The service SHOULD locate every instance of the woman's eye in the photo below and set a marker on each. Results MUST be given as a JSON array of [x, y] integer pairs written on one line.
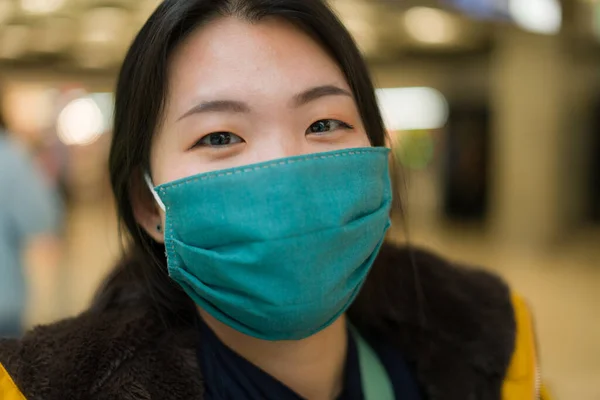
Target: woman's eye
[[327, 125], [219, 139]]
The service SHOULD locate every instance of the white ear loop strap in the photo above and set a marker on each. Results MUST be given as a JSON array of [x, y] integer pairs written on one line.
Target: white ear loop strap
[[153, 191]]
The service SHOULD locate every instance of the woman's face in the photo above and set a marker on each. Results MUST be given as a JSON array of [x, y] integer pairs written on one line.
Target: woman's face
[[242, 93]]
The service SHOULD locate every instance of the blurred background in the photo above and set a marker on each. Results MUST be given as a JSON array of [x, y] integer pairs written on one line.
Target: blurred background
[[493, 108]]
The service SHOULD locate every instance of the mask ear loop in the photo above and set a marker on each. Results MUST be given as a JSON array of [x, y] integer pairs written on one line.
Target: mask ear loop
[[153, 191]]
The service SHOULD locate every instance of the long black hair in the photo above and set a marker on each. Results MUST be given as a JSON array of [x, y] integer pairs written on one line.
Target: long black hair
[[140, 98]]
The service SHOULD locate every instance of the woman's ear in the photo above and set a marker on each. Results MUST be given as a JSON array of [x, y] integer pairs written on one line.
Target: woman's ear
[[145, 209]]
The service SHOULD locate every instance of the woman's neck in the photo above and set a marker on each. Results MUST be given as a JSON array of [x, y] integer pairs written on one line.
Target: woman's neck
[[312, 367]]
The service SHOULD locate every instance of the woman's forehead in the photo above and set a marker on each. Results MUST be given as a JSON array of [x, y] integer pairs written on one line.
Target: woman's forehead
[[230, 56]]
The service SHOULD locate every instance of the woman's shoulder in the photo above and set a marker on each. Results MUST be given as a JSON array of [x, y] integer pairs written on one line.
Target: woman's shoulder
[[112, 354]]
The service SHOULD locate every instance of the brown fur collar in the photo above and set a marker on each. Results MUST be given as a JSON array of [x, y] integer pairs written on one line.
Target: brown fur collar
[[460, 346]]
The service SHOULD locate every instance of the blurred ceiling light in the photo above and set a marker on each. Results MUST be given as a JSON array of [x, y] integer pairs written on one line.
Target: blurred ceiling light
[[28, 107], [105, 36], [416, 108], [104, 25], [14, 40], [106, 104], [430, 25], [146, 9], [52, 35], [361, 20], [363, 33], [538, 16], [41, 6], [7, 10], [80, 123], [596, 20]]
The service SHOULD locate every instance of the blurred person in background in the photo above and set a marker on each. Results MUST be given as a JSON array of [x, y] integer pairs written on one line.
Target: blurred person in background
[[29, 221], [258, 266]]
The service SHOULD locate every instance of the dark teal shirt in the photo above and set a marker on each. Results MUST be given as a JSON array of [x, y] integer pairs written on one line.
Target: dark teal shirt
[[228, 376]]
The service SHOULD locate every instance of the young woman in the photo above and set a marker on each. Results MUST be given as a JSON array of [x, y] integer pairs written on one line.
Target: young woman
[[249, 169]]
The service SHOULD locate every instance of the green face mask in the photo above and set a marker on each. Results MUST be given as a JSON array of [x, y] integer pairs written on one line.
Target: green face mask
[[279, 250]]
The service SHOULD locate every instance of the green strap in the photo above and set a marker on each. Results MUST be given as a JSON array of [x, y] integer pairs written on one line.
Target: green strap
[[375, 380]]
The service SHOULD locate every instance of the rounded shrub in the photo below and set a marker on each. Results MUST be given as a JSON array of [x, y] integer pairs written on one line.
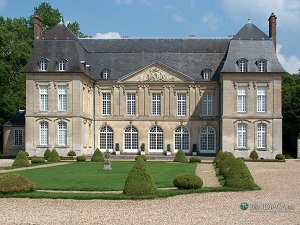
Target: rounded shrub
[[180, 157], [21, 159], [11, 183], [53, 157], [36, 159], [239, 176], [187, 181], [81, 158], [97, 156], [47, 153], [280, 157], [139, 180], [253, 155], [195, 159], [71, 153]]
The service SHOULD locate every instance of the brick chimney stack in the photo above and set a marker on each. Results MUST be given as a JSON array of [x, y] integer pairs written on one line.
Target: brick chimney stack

....

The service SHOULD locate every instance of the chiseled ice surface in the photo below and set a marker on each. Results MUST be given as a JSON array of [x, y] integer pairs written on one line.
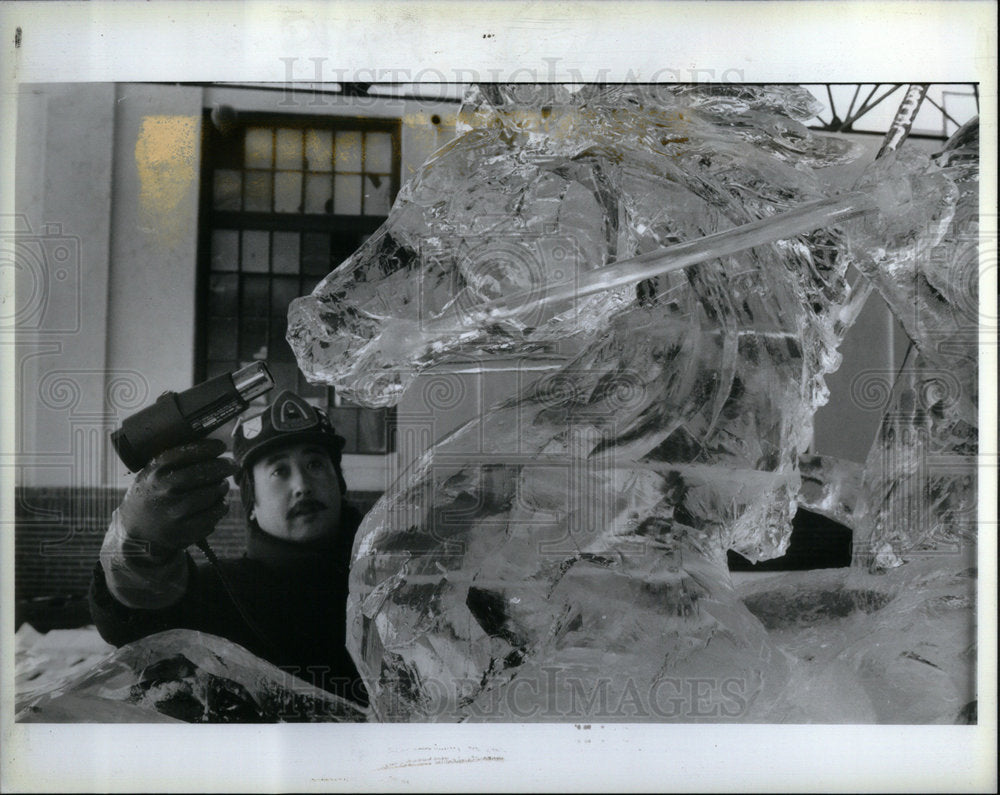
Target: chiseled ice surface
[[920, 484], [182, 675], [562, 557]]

....

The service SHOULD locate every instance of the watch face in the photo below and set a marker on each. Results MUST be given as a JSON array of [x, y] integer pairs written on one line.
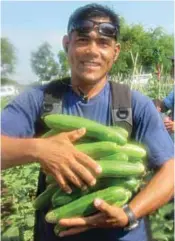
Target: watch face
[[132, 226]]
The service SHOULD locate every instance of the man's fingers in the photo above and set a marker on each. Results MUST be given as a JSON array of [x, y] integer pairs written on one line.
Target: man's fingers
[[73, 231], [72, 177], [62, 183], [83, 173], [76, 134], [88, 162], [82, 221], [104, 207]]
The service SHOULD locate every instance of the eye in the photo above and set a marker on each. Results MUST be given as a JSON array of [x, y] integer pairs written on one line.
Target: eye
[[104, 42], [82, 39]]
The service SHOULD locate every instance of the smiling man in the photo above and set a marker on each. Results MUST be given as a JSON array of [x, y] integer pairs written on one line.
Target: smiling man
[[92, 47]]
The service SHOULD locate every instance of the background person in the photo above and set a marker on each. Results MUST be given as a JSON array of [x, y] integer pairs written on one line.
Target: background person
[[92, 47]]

....

### TASK DIRECTIONS
Set down, exactly as they stand above, the lines starting with the line with "Target: rounded shrub" and going on through the line with "Target: brick chimney stack", and no others.

### TASK OUTPUT
Target: rounded shrub
[[180, 157], [21, 159], [11, 183], [53, 157], [36, 159], [239, 176], [187, 181], [81, 158], [97, 156], [47, 153], [280, 157], [139, 180], [253, 155], [195, 159], [71, 153]]
The service SHOULD locate every instance of the brick chimney stack in the photo above and set a marker on each. Results MUST be given as a JSON array of [x, y] integer pairs written on one line.
Target: brick chimney stack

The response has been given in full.